*** Source document Section Begins ***

Precaution is the Best Cure
On the occasion of World Health Day, LA POLO talks to medical experts to find out how we can protect our health against the odds
On World Health Day, we usually wish one another better health and fitness, but this year, things have gone too unplanned. With the Covid-19 outbreak, healthcare facilities all across the world are reeling under an unprecedented, once-in-a-century kind of challenge. The world is going through tough times, though it’s best to hold on to optimism, as every cloud has a silver lining, and this too shall pass.
World Health Day was an occasion for us to dwell on the health of all on the planet, big or small, man or animal, birds, bees, and wildlife. Covid-19 has shown us how we are all helpless under the impact of its sudden and terrifying spread. The world has been forced shut to a grinding halt. Even the most advanced health infrastructures have shown signs of collapse. The invisible virus has challenged us all in a big way, impacting us all at all levels—health, social, economic and psychological. Where did we go wrong? How did the medical advancements and preparation fail us? What lies ahead? These are questions playing on the minds of all. It is important to understand that we need to take care of ourselves, not only in the bad times, but in the good days as well.

*** Source document Section Ends ***

Exercise instructions: In the World Health Day text, what four levels does it say the invisible virus has impacted us at?

*** Data under study Section Begins ***

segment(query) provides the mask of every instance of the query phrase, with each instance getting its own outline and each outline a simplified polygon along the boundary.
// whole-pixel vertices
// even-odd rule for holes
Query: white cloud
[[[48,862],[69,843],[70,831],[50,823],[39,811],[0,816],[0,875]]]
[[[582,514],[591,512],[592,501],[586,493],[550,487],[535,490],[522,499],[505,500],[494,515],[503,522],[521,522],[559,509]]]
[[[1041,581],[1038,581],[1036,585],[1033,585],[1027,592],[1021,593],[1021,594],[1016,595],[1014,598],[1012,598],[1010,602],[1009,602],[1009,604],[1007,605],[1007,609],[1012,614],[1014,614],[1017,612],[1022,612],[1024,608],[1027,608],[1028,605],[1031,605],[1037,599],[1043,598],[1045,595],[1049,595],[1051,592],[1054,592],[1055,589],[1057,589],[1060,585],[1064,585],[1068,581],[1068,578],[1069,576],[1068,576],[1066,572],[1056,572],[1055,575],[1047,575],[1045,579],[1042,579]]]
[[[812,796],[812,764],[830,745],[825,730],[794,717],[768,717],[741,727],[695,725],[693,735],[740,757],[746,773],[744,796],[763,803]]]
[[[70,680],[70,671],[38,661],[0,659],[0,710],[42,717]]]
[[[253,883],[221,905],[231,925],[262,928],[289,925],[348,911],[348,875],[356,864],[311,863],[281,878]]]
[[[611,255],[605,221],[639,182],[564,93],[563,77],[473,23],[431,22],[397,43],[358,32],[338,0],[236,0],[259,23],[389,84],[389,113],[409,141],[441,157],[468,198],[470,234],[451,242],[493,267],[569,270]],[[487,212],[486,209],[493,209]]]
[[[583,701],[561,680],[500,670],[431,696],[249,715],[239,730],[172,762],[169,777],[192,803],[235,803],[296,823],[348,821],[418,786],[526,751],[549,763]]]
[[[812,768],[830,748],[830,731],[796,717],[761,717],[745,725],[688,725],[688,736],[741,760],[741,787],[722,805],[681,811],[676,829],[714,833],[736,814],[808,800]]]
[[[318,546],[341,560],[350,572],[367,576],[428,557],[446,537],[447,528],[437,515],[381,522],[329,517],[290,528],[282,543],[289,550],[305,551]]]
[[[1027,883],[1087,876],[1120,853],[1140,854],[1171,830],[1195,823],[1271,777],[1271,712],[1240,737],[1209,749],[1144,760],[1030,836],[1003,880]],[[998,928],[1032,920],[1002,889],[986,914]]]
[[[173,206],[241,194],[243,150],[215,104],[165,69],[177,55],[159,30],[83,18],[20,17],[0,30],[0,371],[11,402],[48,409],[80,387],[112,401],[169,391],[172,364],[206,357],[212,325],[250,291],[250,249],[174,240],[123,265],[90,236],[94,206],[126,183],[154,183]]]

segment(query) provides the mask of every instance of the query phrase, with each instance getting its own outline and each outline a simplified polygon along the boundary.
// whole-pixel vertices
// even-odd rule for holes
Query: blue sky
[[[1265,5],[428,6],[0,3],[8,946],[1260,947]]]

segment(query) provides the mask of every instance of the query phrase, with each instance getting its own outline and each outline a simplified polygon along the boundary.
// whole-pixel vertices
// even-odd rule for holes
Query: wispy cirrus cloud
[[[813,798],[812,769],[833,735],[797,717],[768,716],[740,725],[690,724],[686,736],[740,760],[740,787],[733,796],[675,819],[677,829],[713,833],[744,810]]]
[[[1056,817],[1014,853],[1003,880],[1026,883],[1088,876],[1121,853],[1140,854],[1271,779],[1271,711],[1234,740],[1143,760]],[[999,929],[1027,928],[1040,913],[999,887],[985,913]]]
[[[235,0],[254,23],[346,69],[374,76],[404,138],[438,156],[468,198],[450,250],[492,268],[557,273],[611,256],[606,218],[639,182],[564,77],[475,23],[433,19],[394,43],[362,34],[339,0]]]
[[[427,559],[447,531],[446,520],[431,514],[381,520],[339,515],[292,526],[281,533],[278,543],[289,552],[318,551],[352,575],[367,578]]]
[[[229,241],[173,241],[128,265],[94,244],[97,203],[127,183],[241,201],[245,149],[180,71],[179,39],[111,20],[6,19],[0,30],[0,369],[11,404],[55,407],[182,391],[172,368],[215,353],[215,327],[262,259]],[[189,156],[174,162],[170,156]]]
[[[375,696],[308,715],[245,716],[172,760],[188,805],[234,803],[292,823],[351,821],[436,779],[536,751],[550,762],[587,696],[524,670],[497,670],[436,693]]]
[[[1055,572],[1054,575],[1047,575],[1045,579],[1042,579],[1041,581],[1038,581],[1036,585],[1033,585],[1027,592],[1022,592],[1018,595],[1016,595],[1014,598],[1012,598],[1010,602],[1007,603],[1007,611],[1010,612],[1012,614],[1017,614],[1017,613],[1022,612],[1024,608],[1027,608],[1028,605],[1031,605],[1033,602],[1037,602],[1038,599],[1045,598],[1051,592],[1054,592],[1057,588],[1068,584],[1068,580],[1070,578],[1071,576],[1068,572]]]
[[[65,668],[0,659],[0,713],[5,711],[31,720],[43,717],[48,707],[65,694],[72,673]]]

*** Data under study Section Ends ***

Answer area: Health, social, economic and psychological.